[Part of a data file]
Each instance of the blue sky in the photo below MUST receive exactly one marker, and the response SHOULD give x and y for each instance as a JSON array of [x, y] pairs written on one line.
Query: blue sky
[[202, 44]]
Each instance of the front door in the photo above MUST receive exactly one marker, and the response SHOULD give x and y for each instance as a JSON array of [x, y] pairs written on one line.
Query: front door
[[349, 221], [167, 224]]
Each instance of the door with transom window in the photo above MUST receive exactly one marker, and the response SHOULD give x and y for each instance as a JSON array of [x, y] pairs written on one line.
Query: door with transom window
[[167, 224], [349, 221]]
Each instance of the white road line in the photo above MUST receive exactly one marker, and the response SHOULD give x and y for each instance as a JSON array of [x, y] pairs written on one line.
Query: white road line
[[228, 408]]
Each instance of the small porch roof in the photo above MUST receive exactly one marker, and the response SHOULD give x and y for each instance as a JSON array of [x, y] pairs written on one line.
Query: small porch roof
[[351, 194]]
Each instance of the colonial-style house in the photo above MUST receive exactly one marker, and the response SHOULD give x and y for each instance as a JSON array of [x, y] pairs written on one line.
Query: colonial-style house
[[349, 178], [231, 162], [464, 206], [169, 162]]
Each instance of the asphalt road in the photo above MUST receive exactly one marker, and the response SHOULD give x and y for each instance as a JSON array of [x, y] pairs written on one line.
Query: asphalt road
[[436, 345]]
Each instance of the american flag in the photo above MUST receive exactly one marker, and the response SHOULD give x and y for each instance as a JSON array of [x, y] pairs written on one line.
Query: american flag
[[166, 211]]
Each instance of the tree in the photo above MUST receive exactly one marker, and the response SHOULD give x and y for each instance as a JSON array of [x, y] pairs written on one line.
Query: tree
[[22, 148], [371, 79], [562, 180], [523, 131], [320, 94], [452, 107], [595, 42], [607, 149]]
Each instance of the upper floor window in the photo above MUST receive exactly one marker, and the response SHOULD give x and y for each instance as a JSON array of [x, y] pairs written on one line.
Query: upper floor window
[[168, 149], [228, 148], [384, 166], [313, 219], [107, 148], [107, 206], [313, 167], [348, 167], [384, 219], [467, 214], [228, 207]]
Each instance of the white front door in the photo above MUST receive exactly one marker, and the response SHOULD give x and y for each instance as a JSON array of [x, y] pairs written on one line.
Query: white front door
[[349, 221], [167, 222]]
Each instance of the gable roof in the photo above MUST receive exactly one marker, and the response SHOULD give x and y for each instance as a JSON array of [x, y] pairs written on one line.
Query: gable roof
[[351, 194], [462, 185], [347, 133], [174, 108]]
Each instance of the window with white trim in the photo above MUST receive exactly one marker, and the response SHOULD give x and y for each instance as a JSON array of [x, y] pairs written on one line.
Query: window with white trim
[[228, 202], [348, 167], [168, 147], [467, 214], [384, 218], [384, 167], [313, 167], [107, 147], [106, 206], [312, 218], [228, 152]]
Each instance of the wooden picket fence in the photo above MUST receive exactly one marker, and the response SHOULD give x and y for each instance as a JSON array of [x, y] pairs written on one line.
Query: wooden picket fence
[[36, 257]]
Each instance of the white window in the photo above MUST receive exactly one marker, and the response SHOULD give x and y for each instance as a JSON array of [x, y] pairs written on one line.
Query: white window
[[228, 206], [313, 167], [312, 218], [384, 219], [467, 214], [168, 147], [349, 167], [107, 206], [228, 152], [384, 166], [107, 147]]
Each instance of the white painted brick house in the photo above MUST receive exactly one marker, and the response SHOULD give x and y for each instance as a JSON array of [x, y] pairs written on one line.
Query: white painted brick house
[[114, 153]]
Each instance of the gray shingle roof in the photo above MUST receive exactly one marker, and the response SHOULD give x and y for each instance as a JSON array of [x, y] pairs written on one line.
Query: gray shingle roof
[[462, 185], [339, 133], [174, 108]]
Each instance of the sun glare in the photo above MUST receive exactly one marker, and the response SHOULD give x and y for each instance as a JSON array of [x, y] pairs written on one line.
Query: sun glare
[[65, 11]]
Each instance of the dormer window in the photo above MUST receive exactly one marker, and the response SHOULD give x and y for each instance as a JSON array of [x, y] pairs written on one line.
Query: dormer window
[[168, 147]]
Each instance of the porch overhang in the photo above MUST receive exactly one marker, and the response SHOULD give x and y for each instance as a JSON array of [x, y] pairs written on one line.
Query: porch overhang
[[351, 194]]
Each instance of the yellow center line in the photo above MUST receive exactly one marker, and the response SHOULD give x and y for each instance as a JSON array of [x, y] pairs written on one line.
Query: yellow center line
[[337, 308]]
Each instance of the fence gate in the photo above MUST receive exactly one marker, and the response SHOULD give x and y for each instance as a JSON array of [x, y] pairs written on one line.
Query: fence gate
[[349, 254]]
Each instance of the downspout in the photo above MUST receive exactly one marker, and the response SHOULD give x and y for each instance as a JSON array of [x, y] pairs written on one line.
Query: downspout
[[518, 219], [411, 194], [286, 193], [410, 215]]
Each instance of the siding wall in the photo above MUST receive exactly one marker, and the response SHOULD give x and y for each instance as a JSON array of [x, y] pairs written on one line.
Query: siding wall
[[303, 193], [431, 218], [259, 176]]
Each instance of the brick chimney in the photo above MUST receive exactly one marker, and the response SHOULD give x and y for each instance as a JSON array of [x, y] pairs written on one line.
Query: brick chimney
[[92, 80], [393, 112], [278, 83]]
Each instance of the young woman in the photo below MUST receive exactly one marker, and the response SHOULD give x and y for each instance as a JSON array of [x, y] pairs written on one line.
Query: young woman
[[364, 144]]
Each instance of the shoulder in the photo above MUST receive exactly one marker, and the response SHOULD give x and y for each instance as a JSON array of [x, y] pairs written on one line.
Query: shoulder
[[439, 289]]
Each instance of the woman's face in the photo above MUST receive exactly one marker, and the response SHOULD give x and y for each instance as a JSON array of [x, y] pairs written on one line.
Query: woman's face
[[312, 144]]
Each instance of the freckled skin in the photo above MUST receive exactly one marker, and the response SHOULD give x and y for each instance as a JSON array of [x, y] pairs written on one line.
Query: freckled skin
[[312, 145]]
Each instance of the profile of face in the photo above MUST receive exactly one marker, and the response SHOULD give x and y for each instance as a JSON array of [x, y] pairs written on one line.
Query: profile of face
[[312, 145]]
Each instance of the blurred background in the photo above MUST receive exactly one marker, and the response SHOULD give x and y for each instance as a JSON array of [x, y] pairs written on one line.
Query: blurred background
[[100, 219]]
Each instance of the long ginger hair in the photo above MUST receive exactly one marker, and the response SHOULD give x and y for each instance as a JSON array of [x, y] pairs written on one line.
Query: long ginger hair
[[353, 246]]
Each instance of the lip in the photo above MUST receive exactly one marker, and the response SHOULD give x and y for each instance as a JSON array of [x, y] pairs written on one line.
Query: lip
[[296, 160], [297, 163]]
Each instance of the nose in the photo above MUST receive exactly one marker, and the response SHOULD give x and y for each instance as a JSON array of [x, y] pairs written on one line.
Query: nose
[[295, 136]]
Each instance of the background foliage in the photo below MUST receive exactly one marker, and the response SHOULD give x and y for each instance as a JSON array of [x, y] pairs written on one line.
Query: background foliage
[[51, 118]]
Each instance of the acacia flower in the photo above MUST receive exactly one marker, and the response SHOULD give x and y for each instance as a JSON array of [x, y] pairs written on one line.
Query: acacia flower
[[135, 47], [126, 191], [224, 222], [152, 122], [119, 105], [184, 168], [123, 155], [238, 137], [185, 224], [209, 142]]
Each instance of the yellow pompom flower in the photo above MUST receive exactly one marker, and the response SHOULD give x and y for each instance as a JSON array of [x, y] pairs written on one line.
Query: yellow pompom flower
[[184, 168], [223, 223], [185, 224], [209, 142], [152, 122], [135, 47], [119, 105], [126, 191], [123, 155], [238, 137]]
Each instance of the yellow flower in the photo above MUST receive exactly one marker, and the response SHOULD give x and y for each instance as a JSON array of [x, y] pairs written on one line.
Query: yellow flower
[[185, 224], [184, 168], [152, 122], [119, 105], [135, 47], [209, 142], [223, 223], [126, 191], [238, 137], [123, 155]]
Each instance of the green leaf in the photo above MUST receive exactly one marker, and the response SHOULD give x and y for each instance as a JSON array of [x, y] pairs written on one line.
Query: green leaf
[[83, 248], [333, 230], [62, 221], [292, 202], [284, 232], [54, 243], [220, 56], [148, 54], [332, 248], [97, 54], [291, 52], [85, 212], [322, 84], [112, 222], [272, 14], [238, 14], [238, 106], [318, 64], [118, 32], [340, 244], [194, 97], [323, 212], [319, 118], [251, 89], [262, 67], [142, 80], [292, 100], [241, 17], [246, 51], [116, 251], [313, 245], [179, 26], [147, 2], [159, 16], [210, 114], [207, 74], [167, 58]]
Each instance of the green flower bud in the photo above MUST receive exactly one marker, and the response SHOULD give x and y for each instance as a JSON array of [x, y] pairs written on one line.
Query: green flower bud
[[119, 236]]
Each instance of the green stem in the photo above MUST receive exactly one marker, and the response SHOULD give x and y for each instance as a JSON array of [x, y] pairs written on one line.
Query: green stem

## YOUR GOAL
Rewrite the stretch from the line that contains "Each instance of the freckled" through the line that contains "[[353, 246]]", swapping "marker" for "dot" and keeping everything else the same.

## ANSWER FOR THIS EXERCISE
Each instance of the freckled skin in the photo above MUST receive exactly one dot, and the response SHOULD give x and y for each instance as a JSON array of [x, y] pairs written on one line.
Query: freckled skin
[[312, 145]]
Each instance of the profile of face in the photo above MUST receive exactly one dot, and the response SHOULD give x and y for each instance as a JSON array of [x, y] pairs written on one line.
Query: profile of face
[[312, 145]]
Each instance of the blurred background in the photo above MUST receive exactly one dot, and the response SHOULD give x and y for each instance as a JSON array of [x, y] pairs written on one line.
Query: blurred background
[[100, 219]]
Each instance of the long ginger hair in the photo above MUST receive exactly one dot, and the response SHOULD give x and y for each instance as a JSON array of [x, y] pairs written on one line.
Query: long ginger hair
[[353, 246]]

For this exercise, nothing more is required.